-- Begin INPUT MATERIAL --

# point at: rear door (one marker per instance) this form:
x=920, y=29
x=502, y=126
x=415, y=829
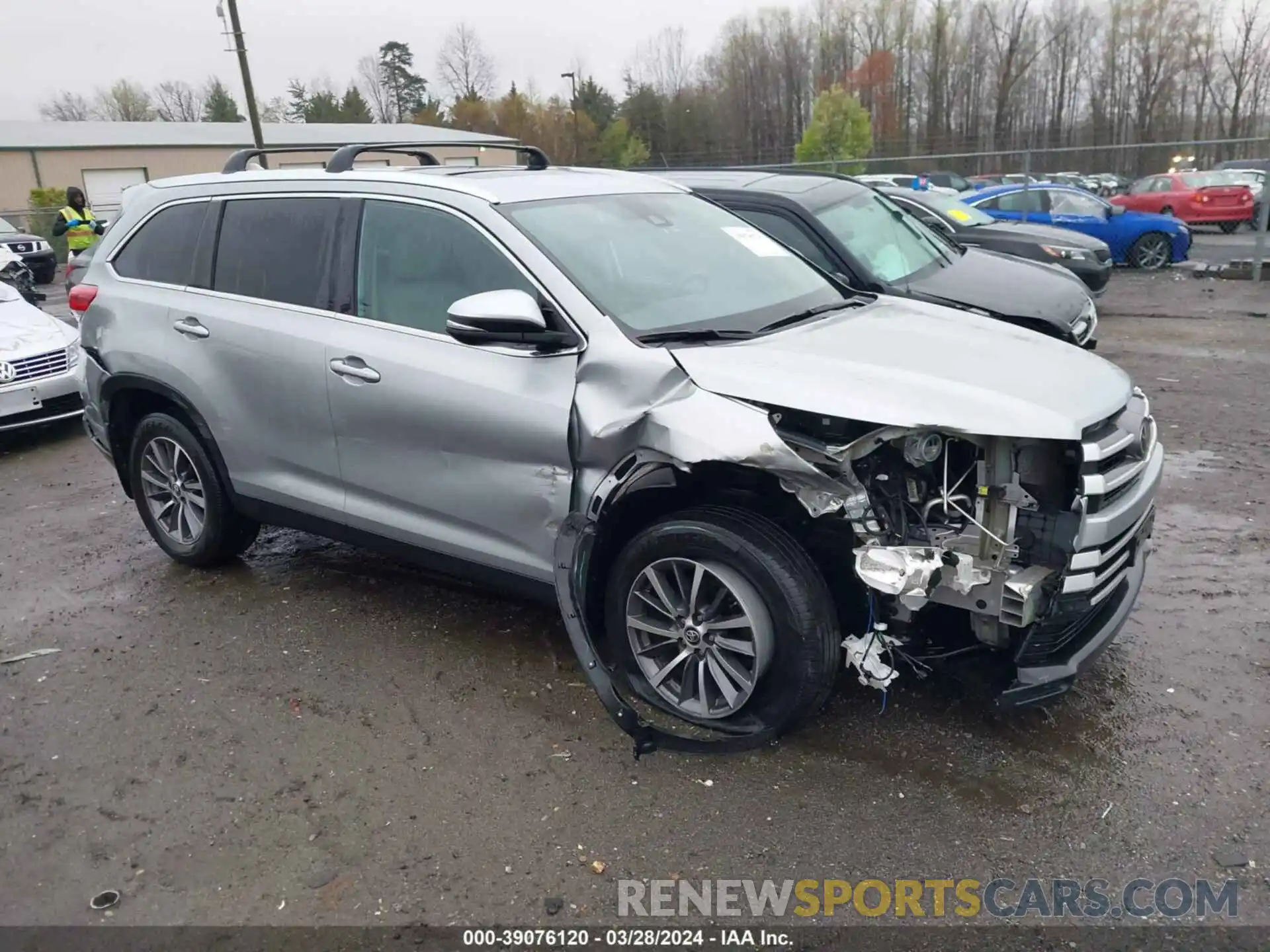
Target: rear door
x=251, y=349
x=448, y=447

-- End INPUT MATERIAL --

**WHAT YOU ARE ASKED TO DO:** Reproduce the listing above with every occurrence of "rear door" replaced by "back door" and everything else unchanged. Omit the pictures from your answer.

**RESULT:**
# point at: back door (one marker per instance) this form:
x=920, y=29
x=502, y=126
x=415, y=829
Target: back door
x=251, y=349
x=448, y=447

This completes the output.